• AUFGABE UND VORGABEN:
Überführen Sie sämtliche folgenden Einträge in eine JSON-Liste aus Zeichenketten, wobei jede Zeile zu einem eigenen Listenelement wird. Leerzeilen werden dabei ausgelassen.

• BEREITGESTELLTE ANGABEN:
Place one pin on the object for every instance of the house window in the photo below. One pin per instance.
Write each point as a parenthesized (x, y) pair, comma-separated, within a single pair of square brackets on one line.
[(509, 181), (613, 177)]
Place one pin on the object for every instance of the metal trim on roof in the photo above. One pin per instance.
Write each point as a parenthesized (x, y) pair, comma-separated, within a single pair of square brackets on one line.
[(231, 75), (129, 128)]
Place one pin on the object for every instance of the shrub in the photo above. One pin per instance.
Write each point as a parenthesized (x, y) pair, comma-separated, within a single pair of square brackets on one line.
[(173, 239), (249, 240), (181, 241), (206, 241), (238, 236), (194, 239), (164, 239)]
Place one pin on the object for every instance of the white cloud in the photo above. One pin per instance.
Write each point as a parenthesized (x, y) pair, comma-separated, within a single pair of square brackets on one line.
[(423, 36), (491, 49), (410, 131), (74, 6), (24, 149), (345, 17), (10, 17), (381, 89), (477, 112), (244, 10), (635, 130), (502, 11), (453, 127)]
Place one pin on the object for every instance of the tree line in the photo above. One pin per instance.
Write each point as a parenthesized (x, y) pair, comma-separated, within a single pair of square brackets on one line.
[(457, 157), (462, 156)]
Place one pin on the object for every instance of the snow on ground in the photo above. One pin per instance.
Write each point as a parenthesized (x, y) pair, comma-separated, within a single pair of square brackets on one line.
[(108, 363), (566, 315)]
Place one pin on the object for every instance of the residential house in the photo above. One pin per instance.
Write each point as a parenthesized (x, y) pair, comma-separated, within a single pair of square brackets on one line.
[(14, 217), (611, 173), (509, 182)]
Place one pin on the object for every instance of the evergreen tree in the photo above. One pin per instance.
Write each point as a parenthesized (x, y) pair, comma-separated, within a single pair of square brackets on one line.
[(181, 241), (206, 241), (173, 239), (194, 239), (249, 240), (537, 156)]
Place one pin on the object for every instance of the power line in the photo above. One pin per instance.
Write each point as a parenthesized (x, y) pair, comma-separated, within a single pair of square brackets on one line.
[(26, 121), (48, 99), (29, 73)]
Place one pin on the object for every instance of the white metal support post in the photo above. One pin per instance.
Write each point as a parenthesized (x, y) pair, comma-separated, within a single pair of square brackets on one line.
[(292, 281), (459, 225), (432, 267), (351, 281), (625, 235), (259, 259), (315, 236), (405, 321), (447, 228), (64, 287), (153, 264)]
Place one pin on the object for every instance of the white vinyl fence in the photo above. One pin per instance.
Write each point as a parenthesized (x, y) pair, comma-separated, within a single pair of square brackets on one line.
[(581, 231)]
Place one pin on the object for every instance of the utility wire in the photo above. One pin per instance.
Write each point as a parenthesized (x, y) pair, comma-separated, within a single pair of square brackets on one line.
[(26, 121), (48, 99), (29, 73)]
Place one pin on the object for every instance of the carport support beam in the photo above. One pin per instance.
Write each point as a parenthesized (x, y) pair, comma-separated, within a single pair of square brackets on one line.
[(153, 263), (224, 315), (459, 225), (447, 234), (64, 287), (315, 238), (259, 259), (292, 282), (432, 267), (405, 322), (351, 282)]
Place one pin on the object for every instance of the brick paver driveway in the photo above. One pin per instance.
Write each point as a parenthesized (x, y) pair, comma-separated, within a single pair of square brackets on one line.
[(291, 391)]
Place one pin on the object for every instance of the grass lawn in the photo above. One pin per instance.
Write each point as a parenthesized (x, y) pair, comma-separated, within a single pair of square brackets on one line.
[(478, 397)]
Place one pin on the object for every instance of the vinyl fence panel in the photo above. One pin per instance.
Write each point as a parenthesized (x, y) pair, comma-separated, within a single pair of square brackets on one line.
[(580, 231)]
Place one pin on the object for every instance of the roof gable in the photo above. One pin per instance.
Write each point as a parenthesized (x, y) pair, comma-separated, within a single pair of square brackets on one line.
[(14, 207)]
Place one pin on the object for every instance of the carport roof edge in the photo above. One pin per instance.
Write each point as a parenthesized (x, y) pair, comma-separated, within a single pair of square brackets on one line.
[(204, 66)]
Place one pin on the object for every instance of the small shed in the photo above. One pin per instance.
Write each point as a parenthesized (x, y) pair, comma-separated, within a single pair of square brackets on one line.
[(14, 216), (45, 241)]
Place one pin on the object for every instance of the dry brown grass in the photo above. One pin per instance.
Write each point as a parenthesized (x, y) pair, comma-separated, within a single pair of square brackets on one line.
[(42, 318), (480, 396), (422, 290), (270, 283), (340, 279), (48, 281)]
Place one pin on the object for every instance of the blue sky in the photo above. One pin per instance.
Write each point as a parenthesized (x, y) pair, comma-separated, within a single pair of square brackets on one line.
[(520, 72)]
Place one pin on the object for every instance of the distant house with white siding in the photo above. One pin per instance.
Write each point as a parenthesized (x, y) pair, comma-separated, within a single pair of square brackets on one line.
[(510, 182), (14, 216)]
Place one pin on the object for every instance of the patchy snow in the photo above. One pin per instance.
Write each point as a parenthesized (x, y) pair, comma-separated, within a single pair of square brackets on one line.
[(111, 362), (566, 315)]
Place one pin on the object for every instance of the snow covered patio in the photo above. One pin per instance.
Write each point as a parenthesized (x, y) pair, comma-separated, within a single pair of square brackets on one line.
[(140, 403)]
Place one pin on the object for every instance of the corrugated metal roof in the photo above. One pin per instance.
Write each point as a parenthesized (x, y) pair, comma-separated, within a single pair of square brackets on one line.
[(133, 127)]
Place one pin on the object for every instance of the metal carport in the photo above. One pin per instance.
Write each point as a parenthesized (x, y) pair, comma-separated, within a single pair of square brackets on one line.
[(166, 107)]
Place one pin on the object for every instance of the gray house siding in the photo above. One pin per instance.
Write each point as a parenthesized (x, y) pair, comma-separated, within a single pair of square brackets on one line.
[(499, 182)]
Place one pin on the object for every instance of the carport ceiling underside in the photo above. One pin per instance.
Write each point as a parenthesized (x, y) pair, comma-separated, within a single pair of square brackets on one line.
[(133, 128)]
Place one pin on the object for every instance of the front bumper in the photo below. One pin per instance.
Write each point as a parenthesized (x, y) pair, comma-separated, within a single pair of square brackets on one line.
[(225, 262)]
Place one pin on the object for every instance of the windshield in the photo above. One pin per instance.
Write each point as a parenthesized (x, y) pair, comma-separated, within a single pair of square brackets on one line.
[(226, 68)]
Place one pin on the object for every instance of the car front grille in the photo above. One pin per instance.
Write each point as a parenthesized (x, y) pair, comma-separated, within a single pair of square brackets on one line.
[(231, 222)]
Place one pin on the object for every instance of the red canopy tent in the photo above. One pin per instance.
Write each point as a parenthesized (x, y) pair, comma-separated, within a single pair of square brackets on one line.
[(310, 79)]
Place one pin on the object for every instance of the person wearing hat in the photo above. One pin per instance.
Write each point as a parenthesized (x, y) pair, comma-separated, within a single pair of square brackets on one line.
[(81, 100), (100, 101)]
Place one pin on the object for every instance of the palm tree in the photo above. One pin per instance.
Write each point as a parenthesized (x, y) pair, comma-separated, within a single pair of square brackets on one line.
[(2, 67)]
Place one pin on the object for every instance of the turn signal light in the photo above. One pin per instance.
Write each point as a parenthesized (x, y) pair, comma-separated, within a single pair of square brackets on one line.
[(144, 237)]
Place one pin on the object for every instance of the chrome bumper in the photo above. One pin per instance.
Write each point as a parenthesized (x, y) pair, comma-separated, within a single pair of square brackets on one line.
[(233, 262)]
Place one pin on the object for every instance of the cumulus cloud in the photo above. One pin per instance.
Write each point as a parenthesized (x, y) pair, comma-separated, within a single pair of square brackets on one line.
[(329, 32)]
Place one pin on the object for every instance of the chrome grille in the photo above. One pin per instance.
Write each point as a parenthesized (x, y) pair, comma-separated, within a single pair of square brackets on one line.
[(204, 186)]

• AUSGEARBEITETE LÖSUNG:
[
  "Place one pin on the object for every instance of the house window in the photo below. One pin per instance.",
  "Write each point as a parenthesized (x, y) pair, comma-separated, within a single pair of square brackets on one line.",
  "[(509, 181), (613, 177)]",
  "Place one pin on the object for every instance of the metal trim on roof in the photo above. One pin per instance.",
  "Write each point as a parenthesized (x, y) pair, comma-separated, within a single pair of square brackets on one line.",
  "[(231, 75), (129, 128)]",
  "Place one pin on the object for every instance of the shrub in the photo above. One pin per instance.",
  "Write each point as a parenthesized (x, y) pair, comma-separated, within a single pair of square brackets on one line.",
  "[(173, 239), (249, 240), (181, 241), (206, 241), (238, 236), (194, 239), (164, 239)]",
  "Place one pin on the object for every instance of the white cloud in the photo above. One pin per instance.",
  "Write each point as a parenthesized (x, y) pair, comma-separated, within a single pair of square brackets on one line.",
  "[(423, 36), (491, 49), (410, 131), (74, 6), (24, 149), (345, 17), (10, 17), (381, 89), (477, 112), (244, 10), (635, 130), (502, 11), (453, 127)]",
  "Place one pin on the object for every instance of the tree line in the photo above. One pin per instance.",
  "Write each point as a parenthesized (x, y) pair, comma-separated, within a single pair of square brackets on one line.",
  "[(457, 157), (462, 156)]",
  "Place one pin on the object for every instance of the snow on ground in the photo above. One pin per instance.",
  "Write each point as a parenthesized (x, y) pair, comma-separated, within a single pair of square brackets on one line.",
  "[(108, 363), (566, 315)]",
  "Place one pin on the object for every instance of the residential house in the photo above. One pin per instance.",
  "Write each point as a parenthesized (x, y) pair, comma-separated, within a single pair of square brackets on one line.",
  "[(14, 217), (611, 173), (509, 182)]",
  "Place one pin on the object for every instance of the evergreen tree in the photo above. One pin per instance.",
  "Write each point as a parenthesized (x, y) pair, comma-separated, within a single pair of square brackets on one line.",
  "[(181, 241), (206, 241), (173, 239), (194, 239), (249, 240), (537, 156)]",
  "Place one pin on the object for every instance of the power line in the photo above. One pin per instance.",
  "Write each point as a parenthesized (x, y) pair, comma-separated, within a single pair of square brackets on one line.",
  "[(26, 121), (48, 99), (29, 73)]",
  "Place one pin on the object for every instance of the white metal support post in the photo above. One pin per instance.",
  "Write each point as a parenthesized (x, y) pair, comma-separated, within a single pair of square brackets on one line.",
  "[(292, 281), (459, 225), (432, 267), (351, 281), (625, 235), (259, 259), (315, 236), (405, 321), (447, 228), (64, 287), (153, 264)]",
  "Place one pin on the object for every instance of the white vinyl fence in the photo above. One pin per instance.",
  "Write each point as a parenthesized (x, y) pair, comma-separated, within a single pair of square brackets on one line.",
  "[(581, 231)]",
  "Place one pin on the object for every instance of the utility wire in the photo above. One pin per instance.",
  "Write each point as a parenthesized (x, y) pair, comma-separated, within a single pair of square brackets on one line.",
  "[(26, 121), (48, 99), (29, 73)]",
  "Place one pin on the object for every instance of the carport support beam in the photo above. One pin per instance.",
  "Write each point as a parenthesized (x, y) pair, comma-separated, within a single pair of square brackets on one line.",
  "[(153, 263), (224, 315), (459, 225), (447, 234), (64, 287), (315, 238), (259, 259), (292, 282), (432, 267), (405, 322), (351, 282)]",
  "Place one pin on the object for every instance of the brick paver driveway in the photo above. One pin per instance.",
  "Write each point as a parenthesized (x, y) pair, comma-separated, within a single pair of square brackets on one line.",
  "[(291, 391)]",
  "Place one pin on the object for every instance of the grass lawn in the photo above. One pin per instance.",
  "Write each point as a parenthesized (x, y) pair, comma-separated, within a single pair of square brackets on one line.",
  "[(478, 397)]",
  "Place one pin on the object for every instance of the vinyl fence panel in the photo above. One pin per instance.",
  "Write each point as a parenthesized (x, y) pair, comma-separated, within a single pair of square brackets on one line.",
  "[(580, 231)]",
  "Place one pin on the object for every instance of the roof gable in the photo above. One pin per instance.",
  "Write each point as a parenthesized (x, y) pair, comma-separated, within a single pair of square brackets on one line.",
  "[(14, 207)]",
  "Place one pin on the object for every instance of the carport roof edge in the photo above. One pin per instance.",
  "Write each point as a parenthesized (x, y) pair, comma-separated, within a single pair of square brackets on one line.",
  "[(204, 66)]",
  "Place one pin on the object for every instance of the small shed in the photo above. One pin per instance.",
  "Write each point as a parenthesized (x, y) pair, comma-separated, within a single pair of square brackets on one line.",
  "[(14, 216), (45, 241)]",
  "Place one pin on the object for every instance of the dry brown grass in the photo above. One pin per instance.",
  "Write each point as a parenthesized (x, y) pair, comma-separated, within a single pair of square brackets on one line.",
  "[(42, 318), (480, 396), (422, 290), (270, 283), (340, 279), (48, 281)]",
  "Place one pin on the object for every instance of the blue sky in the photo above. One pin per instance.",
  "Write each point as a parenthesized (x, y) pair, comma-separated, within a single pair of square brackets on one line.",
  "[(520, 72)]",
  "Place one pin on the object for every instance of the distant house with white siding in the photo above. One pin per instance.",
  "Write each point as a parenthesized (x, y) pair, comma-separated, within a single pair of square brackets on one line.",
  "[(510, 182), (14, 216)]",
  "Place one pin on the object for every instance of the patchy snow in the photo above. One pin per instance.",
  "Write each point as a parenthesized (x, y) pair, comma-separated, within a single pair of square brackets on one line.",
  "[(111, 362), (566, 315)]",
  "Place one pin on the object for every instance of the snow covered patio in the photo above. One pin per instance.",
  "Write each point as a parenthesized (x, y) pair, comma-separated, within a single pair of square brackets on one line.",
  "[(140, 403)]",
  "Place one pin on the object for every instance of the corrugated metal roof in the photo above. One pin per instance.",
  "Write each point as a parenthesized (x, y) pair, comma-separated, within a single pair of square brackets on one line.",
  "[(133, 127)]",
  "Place one pin on the object for every instance of the metal carport in the photo above. One pin per instance.",
  "Write each point as a parenthesized (x, y) pair, comma-separated, within a single pair of square brackets on one line.",
  "[(166, 107)]",
  "Place one pin on the object for every instance of the gray house siding in the photo above. One pin per instance.",
  "Write each point as a parenthesized (x, y) pair, comma-separated, within a single pair of square brackets on one line.",
  "[(499, 182)]",
  "Place one pin on the object for every instance of the carport ceiling underside in the photo above. One pin per instance.",
  "Write each point as a parenthesized (x, y) pair, comma-separated, within a single pair of square brackets on one line.",
  "[(133, 128)]",
  "Place one pin on the object for every instance of the front bumper in the photo below. One pin per instance.",
  "Write each point as a parenthesized (x, y) pair, comma-separated, within a single pair of square brackets on one line.",
  "[(225, 262)]",
  "Place one pin on the object for every instance of the windshield in the photo above. One pin per instance.",
  "Write each point as a parenthesized (x, y) pair, comma-separated, within a single pair of square brackets on one line.",
  "[(226, 68)]",
  "Place one pin on the object for every instance of the car front grille in the photo above. One pin per instance.",
  "Write each point as a parenthesized (x, y) pair, comma-separated, within a single pair of square brackets on one line.",
  "[(231, 222)]",
  "Place one pin on the object for every instance of the red canopy tent in the photo above. One pin per instance.",
  "Write each point as a parenthesized (x, y) pair, comma-separated, within a single pair of square brackets on one line.",
  "[(310, 79)]",
  "Place one pin on the object for every instance of the person wearing hat in the photo above. One pin per instance.",
  "Write each point as a parenthesized (x, y) pair, comma-separated, within a single pair of square brackets on one line.",
  "[(81, 100), (100, 101)]",
  "Place one pin on the object for every instance of the palm tree in the photo above. One pin per instance.",
  "Write each point as a parenthesized (x, y) pair, comma-separated, within a single pair of square brackets on one line.",
  "[(2, 67)]",
  "Place one pin on the object for every instance of the turn signal light in the photo above. One pin per instance.",
  "Write each point as a parenthesized (x, y) pair, comma-separated, within a single pair of square brackets on one line.",
  "[(144, 237)]",
  "Place one pin on the object for every instance of the chrome bumper in the photo above. One pin per instance.",
  "Write each point as a parenthesized (x, y) pair, comma-separated, within a single pair of square brackets on one line.",
  "[(233, 262)]",
  "Place one pin on the object for every instance of the cumulus cloud in the photo above. One pin per instance.",
  "Write each point as a parenthesized (x, y) pair, comma-separated, within a single pair of square brackets on one line.",
  "[(329, 32)]",
  "Place one pin on the object for every instance of the chrome grille in the photo above. One pin per instance.",
  "Write each point as a parenthesized (x, y) pair, comma-separated, within a single pair of square brackets on one line.",
  "[(204, 186)]"
]